# What you should do
Return all of the entries word for word, but omit the pictures they contain.

"""

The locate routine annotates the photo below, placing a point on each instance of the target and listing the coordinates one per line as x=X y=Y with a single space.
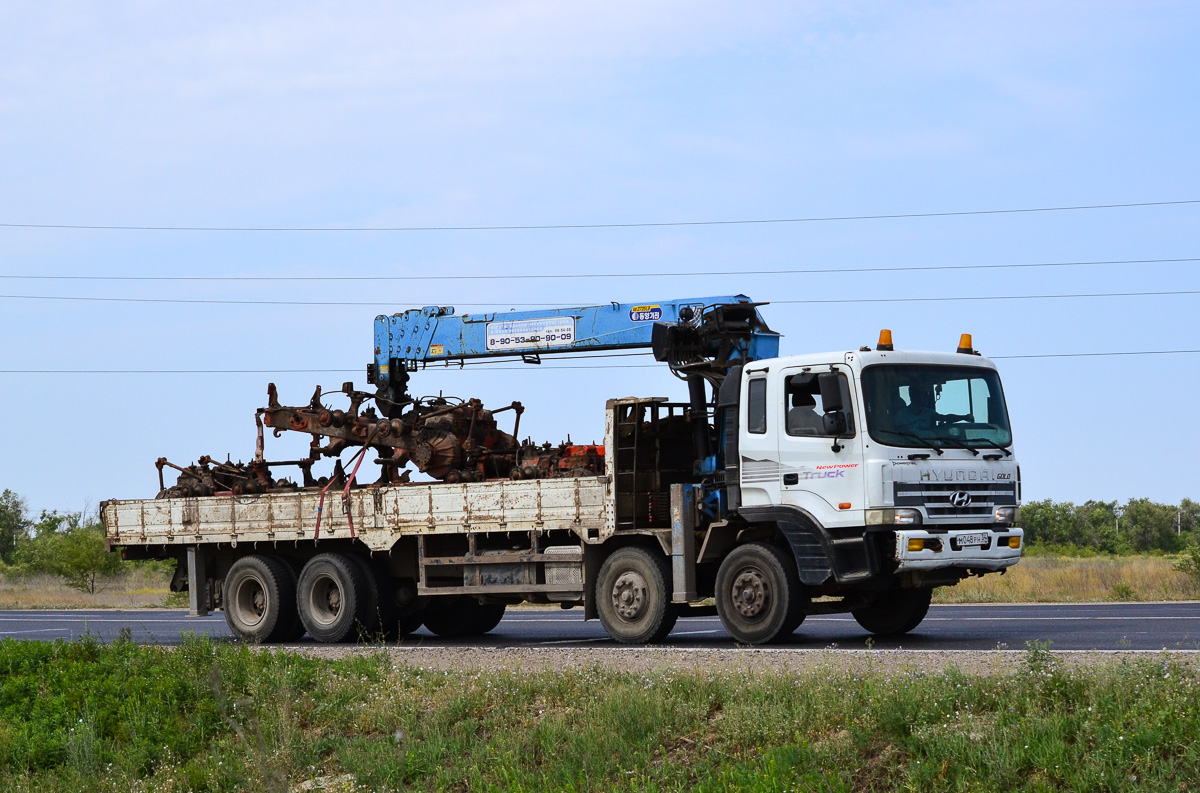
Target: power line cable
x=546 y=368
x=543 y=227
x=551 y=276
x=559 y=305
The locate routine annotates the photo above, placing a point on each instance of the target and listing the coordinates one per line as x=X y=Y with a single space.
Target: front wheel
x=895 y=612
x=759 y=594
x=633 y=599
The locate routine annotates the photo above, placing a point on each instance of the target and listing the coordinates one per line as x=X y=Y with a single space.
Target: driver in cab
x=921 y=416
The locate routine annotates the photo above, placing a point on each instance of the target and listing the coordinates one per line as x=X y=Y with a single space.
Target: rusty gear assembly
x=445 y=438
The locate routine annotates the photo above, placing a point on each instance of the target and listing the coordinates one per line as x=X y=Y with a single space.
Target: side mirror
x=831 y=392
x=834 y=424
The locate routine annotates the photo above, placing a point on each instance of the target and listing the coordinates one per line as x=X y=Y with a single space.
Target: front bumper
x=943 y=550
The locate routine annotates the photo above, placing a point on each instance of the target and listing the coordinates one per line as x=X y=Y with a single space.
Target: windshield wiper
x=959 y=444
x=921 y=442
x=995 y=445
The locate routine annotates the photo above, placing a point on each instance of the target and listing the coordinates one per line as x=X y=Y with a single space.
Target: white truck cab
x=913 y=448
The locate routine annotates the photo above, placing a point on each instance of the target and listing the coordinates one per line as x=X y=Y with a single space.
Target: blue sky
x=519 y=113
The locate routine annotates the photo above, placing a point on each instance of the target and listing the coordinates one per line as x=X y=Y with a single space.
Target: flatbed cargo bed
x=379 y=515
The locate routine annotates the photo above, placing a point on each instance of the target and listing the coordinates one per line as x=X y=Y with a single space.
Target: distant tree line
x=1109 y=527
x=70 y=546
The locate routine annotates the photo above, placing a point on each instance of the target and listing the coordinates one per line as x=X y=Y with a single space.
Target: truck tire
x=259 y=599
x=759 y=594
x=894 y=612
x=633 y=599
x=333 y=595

"""

# Response
The locate routine annotates the photo below, placing a point on each instance of the target and listing the coordinates one per line as x=X y=Y with a single space.
Target: power line cable
x=546 y=368
x=543 y=227
x=551 y=276
x=559 y=305
The locate routine annotates the photo above, placing a point on each instance of the target and listing the coordinates one per line as x=X y=Y with a single space.
Target: front wheel
x=895 y=612
x=759 y=594
x=633 y=599
The locate routine annotates the photo above, placing a point on each instance of the target and listing the coordinates one per line as x=X y=Y with a single space.
Target: driver in cab
x=921 y=416
The locate routine annotates the photo above, placing a point on each instance of the target and listing the coordinates one per line as x=X y=Y with a single space.
Target: rusty gear assembly
x=445 y=438
The locate routine annotates the photo above, placing a point on each instance of the target and listing the coordinates one per line as x=X y=Y with a single space.
Target: side mirror
x=831 y=392
x=834 y=424
The locate routine annotates the photo above, placing a point on each instance of the target and listing the coordinates one per line as x=X y=Y with a single space.
Target: front bumper
x=943 y=550
The locate routine annotates the photo above, placing a point on each instance of the target and listing the coordinates one per line as x=X y=Y with a single space.
Target: windshield wiper
x=959 y=444
x=921 y=442
x=995 y=445
The locate routine annotates the photo above, placing a point on each instance of the target and listing the coordinates one per line as x=X y=Y with a single space.
Target: white truck cab
x=913 y=448
The locate routine annotates the photo above, placing a point on each instance of the target and listing the coordinates one per line as x=X y=Y with a single space.
Target: blue sky
x=519 y=113
The locate routine annotates the photo above, placing a point on each instance of the target and listing the coordinates one per line as x=X y=Y with a single space.
Target: flatbed cargo bed
x=379 y=515
The locate routine annotates the photo above, placing a point on each instance of the target and listing the coordinates one per line as x=X y=Y with a single space.
Target: distant tree line
x=1109 y=527
x=70 y=546
The locate routine annotates the photo above, placing a point on each instance of the target and listing the coordinates one per line as x=X y=Y with a single space.
Target: truck tire
x=259 y=599
x=759 y=594
x=894 y=612
x=633 y=599
x=333 y=595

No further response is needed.